Pointing records:
###
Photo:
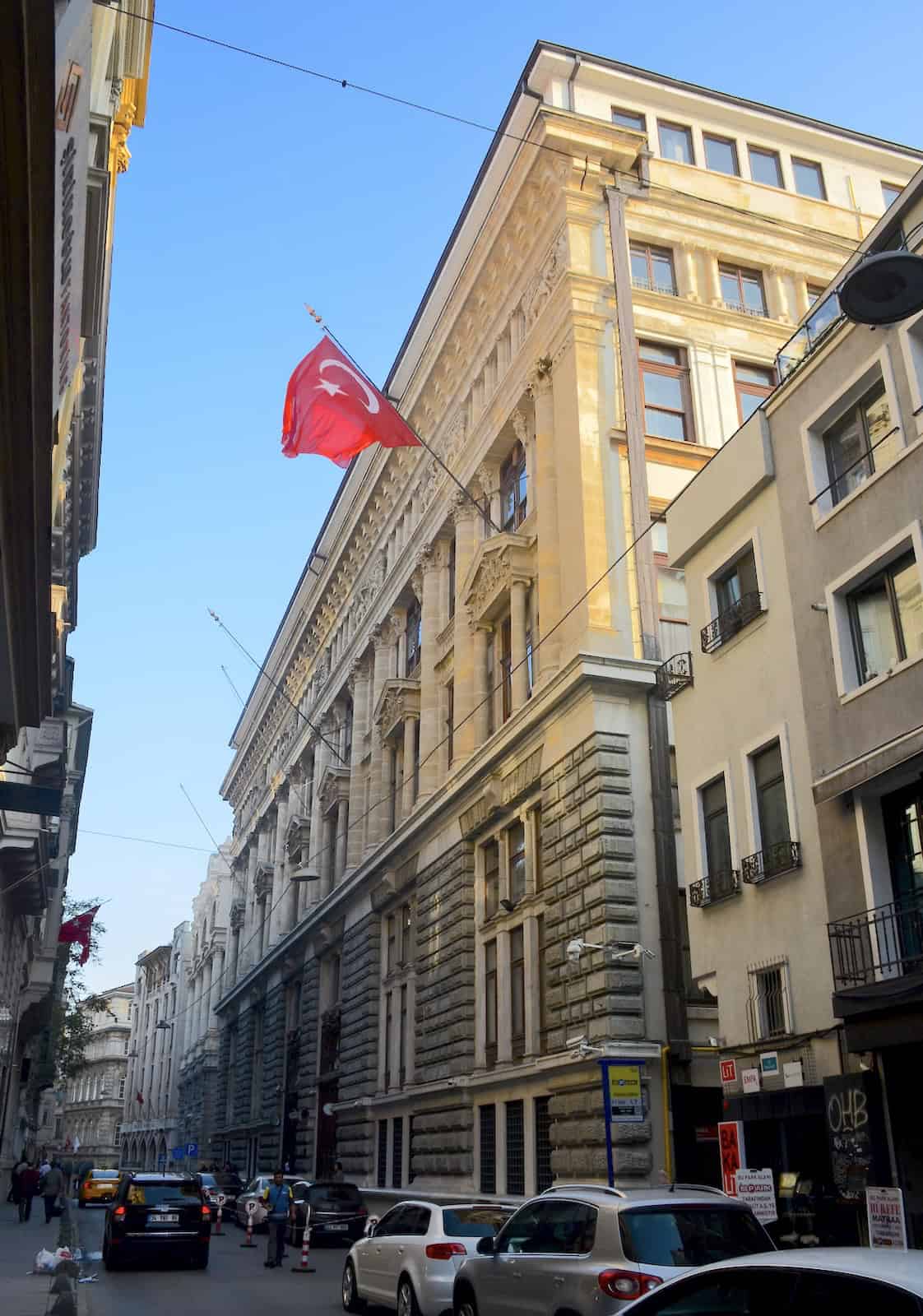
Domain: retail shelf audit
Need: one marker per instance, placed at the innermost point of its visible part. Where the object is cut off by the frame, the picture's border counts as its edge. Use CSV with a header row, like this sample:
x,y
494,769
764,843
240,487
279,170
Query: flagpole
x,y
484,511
###
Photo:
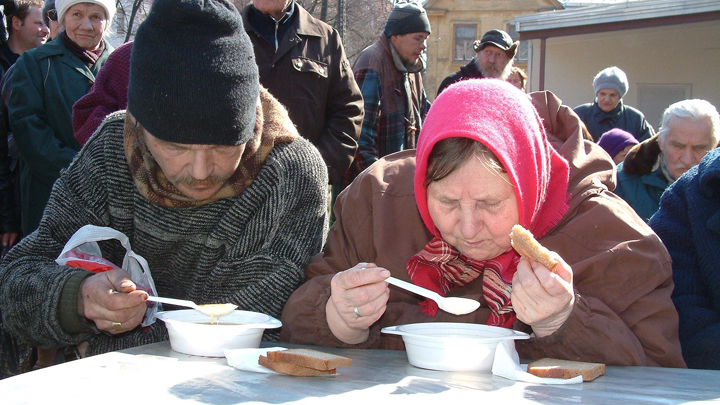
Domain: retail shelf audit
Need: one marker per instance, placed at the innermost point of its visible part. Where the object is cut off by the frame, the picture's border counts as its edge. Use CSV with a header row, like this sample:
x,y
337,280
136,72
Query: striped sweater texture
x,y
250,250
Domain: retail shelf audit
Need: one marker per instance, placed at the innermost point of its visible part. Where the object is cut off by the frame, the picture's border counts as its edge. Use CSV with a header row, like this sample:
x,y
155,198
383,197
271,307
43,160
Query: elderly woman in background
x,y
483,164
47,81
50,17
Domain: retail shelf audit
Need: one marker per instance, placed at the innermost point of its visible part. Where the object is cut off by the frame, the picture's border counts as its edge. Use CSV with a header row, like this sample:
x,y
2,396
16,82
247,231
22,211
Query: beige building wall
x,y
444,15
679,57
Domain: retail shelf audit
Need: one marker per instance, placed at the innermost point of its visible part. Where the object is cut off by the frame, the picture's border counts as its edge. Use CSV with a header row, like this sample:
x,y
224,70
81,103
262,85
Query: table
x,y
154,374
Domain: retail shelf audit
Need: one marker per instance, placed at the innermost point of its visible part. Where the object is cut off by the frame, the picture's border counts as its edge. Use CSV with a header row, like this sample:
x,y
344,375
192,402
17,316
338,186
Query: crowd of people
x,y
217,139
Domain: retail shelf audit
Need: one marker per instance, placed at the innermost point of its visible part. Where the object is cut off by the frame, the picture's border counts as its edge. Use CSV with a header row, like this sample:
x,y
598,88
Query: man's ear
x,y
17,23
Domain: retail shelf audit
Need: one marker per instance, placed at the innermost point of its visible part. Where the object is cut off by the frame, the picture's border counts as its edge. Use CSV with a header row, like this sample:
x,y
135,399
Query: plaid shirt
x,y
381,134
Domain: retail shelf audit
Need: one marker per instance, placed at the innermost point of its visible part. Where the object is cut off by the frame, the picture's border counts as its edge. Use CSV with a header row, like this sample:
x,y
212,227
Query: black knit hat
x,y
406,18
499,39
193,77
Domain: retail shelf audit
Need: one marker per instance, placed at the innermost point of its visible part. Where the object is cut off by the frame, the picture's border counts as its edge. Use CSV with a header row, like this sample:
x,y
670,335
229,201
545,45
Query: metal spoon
###
Find every line in the records above that contains the string "Query" and copy each one out.

→ **Response to this exercise**:
Query: flagpole
Query: striped sweater texture
Query: elderly woman in background
Query: beige building wall
Query: table
Query: crowd of people
Query: man's ear
Query: plaid shirt
Query: black knit hat
Query: metal spoon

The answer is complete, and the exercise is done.